* Request
Below is a set of records. Repeat all of them exactly.

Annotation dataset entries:
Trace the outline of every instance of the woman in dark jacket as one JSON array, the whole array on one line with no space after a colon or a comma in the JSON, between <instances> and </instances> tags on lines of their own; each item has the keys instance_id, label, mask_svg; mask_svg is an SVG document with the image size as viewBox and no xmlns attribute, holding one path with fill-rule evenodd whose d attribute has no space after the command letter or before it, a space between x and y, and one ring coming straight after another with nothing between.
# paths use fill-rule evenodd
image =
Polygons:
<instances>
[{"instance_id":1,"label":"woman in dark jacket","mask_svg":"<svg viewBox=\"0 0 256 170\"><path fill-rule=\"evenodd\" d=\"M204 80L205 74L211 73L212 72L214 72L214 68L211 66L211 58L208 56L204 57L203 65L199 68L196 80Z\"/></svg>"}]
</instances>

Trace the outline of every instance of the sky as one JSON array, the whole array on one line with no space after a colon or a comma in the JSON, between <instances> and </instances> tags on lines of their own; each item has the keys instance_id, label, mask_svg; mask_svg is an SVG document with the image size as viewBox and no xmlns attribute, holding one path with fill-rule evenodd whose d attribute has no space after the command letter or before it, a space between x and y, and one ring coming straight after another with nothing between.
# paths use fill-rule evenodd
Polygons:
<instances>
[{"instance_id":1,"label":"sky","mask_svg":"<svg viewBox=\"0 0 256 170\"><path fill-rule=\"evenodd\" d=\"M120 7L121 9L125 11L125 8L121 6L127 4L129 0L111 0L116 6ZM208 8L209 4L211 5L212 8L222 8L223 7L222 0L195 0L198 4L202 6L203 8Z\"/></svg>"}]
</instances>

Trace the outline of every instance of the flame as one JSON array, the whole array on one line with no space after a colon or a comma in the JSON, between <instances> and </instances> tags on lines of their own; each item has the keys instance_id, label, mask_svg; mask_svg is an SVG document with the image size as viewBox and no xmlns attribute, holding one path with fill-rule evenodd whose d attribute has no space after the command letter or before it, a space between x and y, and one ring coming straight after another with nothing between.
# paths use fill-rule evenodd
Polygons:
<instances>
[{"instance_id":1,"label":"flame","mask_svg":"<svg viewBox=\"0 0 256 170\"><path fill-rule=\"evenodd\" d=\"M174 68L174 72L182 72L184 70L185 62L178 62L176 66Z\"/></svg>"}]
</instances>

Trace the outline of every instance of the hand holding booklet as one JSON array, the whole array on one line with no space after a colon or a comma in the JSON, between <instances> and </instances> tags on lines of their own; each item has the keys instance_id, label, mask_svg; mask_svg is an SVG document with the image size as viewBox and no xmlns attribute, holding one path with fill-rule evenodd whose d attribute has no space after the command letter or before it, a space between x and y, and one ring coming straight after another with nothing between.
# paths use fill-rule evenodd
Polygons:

* Task solution
Trace the outline of every instance of the woman in dark jacket as one JSON array, the whole array on one line with no space after a colon or a comma in the JSON, between <instances> and </instances> tags on lines of their own; each item has the keys instance_id, label, mask_svg; mask_svg is an SVG document with the image size as viewBox and no xmlns attribute, holding one path with fill-rule evenodd whose d attribute has no space after the command letter or before it, a space between x and y, and one ring coming straight after another with nothing between.
# paths use fill-rule evenodd
image =
Polygons:
<instances>
[{"instance_id":1,"label":"woman in dark jacket","mask_svg":"<svg viewBox=\"0 0 256 170\"><path fill-rule=\"evenodd\" d=\"M204 80L205 74L211 73L212 72L214 72L214 68L211 66L211 58L208 56L204 57L203 65L199 68L196 80Z\"/></svg>"}]
</instances>

Trace the outline of every instance of the sky as one JSON array, the whole array on one line with no space after a colon or a comma in the JSON, between <instances> and </instances> tags on lines of their own; each item has the keys instance_id, label, mask_svg; mask_svg is an SVG document with the image size as viewBox and no xmlns attribute, holding one path with fill-rule evenodd whose d attribute has no space after the command letter or before it, a space between x and y, and one ring coming straight after another with nothing between.
# paths use fill-rule evenodd
Polygons:
<instances>
[{"instance_id":1,"label":"sky","mask_svg":"<svg viewBox=\"0 0 256 170\"><path fill-rule=\"evenodd\" d=\"M120 7L121 9L125 11L125 8L121 6L127 4L129 0L111 0L116 6ZM208 8L209 4L211 5L212 8L222 8L223 7L222 0L195 0L198 4L202 6L203 8Z\"/></svg>"}]
</instances>

Trace the outline of every instance of the flame as one JSON array, the whole array on one line with no space after a colon or a comma in the JSON, between <instances> and </instances> tags on lines of their own; each item has the keys instance_id, label, mask_svg; mask_svg is an SVG document with the image size as viewBox and no xmlns attribute, holding one path with fill-rule evenodd whose d attribute has no space after the command letter or before it, a space between x and y, and one ring coming straight after another with nothing between.
# paths use fill-rule evenodd
Polygons:
<instances>
[{"instance_id":1,"label":"flame","mask_svg":"<svg viewBox=\"0 0 256 170\"><path fill-rule=\"evenodd\" d=\"M174 68L174 72L182 72L184 70L185 62L178 62L176 66Z\"/></svg>"}]
</instances>

Trace the outline of every instance of the hand holding booklet as one JSON array, the whole array on one line with no space after a colon or a comma in the JSON, between <instances> and </instances> tags on lines of their own; each item has the keys instance_id, label, mask_svg; mask_svg is an SVG document with the image size as viewBox and no xmlns attribute, holding one path with fill-rule evenodd whose d attribute has no space after the command letter or before it, a space between x and y, and one ring coming straight after another with nothing between.
# paths use fill-rule evenodd
Polygons:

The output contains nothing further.